> Extracted text:
──────────

Seeing Mr Speaker

I had an appointment to meet Mr Speaker today – John Bercow. I had requested this meeting as I wanted to suggest to him (gently) that Parliament still probably had a bit of a way to go to really engage with people using  technology to make it more accessible.

This is about opening it all up. Things have improved in the website now works better. But most of the best internet developments have come from outside the official Parliamentary structures, e.g. They Work for You and Write to Them both are more popular and have a wider range of functions than the official locations for similar information. These are sites where people can go to find out just what their own MP is doing. You can find what questions your MP has asked, what they have said in any debate and so on.

There is a culture issue here and that holds things back a lot. For example – uploading clips of MPs speaking onto YouTube. It’s taken months to review, and the arguments are over points the rest of the world has largely moved on from years ago like there might be an advert on the page!

Also – the way information about progress of legislation through Parliament is made available makes it very hard for others to then make use of the data. It’s as if the Met Office insisted people come to its website to find the weather forecast and didn’t like people taking its data and reproducing and reusing it elsewhere. Hence the ‘Free Our Bills’ campaign.

So – my visit to Mr Speaker was to suggest that he set up an Advisory Board to help move this agenda forward. It is crucial that it is non-partisan (this is about bringing parliament to life), and includes external experts as well as officers and possibly MPs.

There are a number of simple, significant steps a Speaker can take but the Speaker is very busy and to actually get stuff to happen needs support to make it happen.

Which is why I have suggested to him this Advisory Board. Mr Speaker seemed relatively enthusiastic – and is going to think how to best progress this. I didn’t go into any suggestions or details of things that I think should or could happen – that is for the group.

I think what Mr Speaker will want to do is to sound out the other Parties and officers etc – and then he suggested that we all get together for a brainstorm to see where this could go and how it could happen.

So – I was really pleased that he was open to the idea – and we will see what happens next.

──────────

> Extracted records:
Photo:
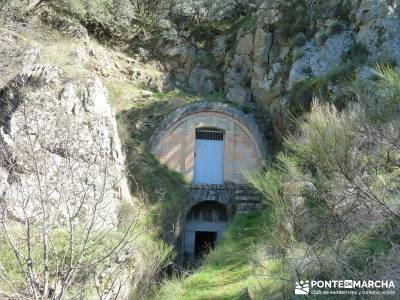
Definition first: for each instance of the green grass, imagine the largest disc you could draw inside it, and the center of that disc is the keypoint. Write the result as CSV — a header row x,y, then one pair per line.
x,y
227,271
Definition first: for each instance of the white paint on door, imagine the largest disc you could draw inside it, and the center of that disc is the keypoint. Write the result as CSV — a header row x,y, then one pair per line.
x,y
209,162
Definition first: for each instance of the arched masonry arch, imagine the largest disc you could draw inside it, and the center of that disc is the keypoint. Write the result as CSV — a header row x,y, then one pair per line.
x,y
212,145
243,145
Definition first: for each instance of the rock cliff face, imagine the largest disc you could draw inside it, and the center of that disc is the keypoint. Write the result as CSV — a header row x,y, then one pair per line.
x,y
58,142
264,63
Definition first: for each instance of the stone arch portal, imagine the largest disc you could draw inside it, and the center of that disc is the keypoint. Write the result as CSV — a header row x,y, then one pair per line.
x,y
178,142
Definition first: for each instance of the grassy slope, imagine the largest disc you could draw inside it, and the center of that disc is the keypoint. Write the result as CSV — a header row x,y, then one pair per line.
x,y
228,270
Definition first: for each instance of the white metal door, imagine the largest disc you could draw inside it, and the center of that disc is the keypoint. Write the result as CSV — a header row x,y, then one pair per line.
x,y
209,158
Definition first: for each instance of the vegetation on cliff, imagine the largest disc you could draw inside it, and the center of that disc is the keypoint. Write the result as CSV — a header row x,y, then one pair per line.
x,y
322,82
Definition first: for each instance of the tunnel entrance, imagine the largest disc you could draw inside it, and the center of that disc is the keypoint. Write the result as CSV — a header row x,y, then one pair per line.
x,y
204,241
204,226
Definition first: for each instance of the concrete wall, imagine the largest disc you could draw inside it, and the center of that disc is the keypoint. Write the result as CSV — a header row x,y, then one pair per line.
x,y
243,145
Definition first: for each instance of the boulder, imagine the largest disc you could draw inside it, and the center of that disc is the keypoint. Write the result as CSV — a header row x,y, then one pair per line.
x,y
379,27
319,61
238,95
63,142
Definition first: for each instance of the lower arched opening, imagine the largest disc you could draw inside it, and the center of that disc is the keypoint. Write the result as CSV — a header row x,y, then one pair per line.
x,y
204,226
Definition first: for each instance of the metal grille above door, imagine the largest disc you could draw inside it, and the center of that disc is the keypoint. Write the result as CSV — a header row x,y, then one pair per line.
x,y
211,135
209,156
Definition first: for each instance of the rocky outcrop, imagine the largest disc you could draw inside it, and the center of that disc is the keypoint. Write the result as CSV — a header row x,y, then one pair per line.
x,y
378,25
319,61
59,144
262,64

──────────

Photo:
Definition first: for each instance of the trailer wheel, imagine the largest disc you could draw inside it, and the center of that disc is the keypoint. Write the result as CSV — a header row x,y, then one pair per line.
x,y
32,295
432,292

──────────

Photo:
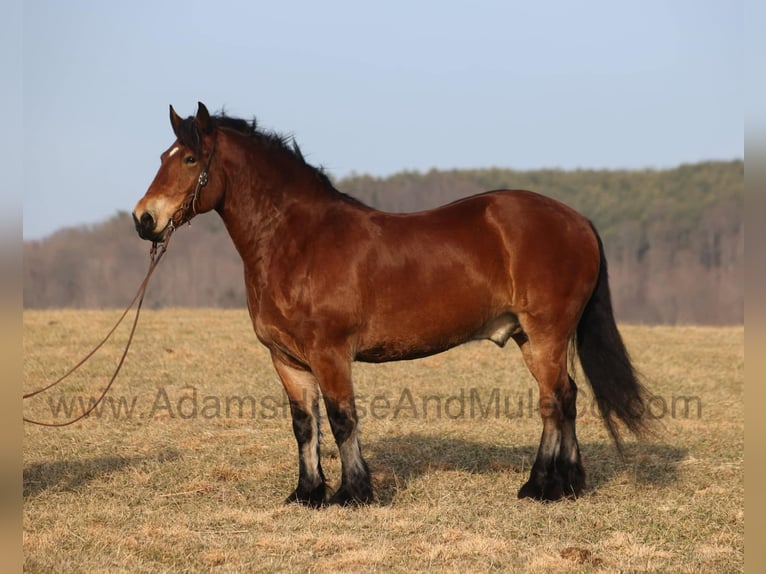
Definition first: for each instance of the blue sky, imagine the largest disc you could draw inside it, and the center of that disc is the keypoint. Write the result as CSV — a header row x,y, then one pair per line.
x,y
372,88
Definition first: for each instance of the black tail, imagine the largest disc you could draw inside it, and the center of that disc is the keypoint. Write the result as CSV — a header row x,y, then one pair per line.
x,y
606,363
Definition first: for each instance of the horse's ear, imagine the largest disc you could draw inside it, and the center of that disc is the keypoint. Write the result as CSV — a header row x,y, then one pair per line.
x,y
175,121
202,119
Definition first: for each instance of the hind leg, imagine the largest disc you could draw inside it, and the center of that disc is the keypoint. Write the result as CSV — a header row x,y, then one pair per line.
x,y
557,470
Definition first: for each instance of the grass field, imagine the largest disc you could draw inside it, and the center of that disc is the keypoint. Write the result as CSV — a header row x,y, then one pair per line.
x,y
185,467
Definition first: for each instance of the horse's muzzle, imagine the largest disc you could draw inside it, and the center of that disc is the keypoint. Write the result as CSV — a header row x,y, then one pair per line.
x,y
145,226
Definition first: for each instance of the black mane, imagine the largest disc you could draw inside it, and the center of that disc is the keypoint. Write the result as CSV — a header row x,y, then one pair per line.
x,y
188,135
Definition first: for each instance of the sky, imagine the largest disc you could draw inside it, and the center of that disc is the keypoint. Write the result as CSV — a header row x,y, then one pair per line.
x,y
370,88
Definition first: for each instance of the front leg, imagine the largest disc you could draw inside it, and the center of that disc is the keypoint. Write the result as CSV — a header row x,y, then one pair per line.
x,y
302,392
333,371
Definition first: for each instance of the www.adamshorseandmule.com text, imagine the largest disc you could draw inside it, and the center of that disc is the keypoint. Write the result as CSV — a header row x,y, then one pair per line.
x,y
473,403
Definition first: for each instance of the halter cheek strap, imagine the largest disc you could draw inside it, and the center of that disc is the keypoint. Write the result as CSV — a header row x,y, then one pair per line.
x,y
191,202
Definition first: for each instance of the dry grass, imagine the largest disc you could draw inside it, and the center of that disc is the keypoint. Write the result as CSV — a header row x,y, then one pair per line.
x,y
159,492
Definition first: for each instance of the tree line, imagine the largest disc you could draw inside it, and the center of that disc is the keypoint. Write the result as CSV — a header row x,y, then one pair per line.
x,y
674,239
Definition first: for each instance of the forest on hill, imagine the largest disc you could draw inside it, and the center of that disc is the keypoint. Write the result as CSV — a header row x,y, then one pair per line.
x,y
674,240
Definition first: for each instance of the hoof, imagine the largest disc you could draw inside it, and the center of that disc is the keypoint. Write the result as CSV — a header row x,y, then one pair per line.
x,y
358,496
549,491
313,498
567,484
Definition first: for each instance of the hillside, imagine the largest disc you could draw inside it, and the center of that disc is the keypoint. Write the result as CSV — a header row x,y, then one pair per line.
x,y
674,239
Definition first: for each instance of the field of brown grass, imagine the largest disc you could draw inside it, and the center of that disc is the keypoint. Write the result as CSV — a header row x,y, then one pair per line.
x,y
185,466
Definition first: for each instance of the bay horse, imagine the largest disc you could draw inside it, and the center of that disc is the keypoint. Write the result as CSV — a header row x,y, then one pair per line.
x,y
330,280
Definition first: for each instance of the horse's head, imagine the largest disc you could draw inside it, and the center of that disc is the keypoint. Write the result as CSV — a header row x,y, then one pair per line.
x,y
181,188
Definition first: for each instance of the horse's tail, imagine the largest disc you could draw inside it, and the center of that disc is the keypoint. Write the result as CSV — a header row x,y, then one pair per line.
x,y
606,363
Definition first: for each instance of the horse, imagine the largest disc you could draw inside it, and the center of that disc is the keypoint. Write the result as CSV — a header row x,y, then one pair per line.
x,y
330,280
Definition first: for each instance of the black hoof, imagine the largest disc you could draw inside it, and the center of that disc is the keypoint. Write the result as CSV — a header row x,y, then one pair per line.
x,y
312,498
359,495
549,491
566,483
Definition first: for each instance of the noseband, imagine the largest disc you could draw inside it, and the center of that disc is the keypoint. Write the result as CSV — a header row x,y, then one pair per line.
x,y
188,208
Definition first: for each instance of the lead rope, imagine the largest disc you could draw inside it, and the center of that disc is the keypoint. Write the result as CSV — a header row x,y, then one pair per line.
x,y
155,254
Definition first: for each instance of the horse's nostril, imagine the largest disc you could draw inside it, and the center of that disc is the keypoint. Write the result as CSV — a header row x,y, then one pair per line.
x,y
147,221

──────────

> To-do list:
**1.** Reproduce the passage of the post about meeting Mr Speaker that opens with the words containing "I think what" and closes with "what happens next.".
**2.** Answer these questions using the post about meeting Mr Speaker:
(a) What is the name of the Speaker the writer met?
(b) Which two websites are named as coming from outside the official Parliamentary structures?
(c) What is the name of the campaign mentioned in connection with data on legislation?
**3.** Continue the post about meeting Mr Speaker, picking up after its final sentence.

> Outputs:
**1.**
I think what Mr Speaker will want to do is to sound out the other Parties and officers etc – and then he suggested that we all get together for a brainstorm to see where this could go and how it could happen.

So – I was really pleased that he was open to the idea – and we will see what happens next.

**2.**
(a) John Bercow
(b) They Work for You and Write to Them
(c) The 'Free Our Bills' campaign

**3.**
0 thoughts on “Seeing Mr Speaker

  1. I am continually impressed by how the government manages to take months over the simplest of things. If it was down to me then I’d just have implemented all this stuff as soon as it was suggested. I’m not at all convinced that another committee is going to get anything done. Look at the Technology Advisory Board, which spent a great deal of time and effort in setting itself up, with proclamations of knowing specific things that needed doing (which we never saw), and at last report six months ago was trying to create a list of priorities, and hasn’t really done anything but talk since then.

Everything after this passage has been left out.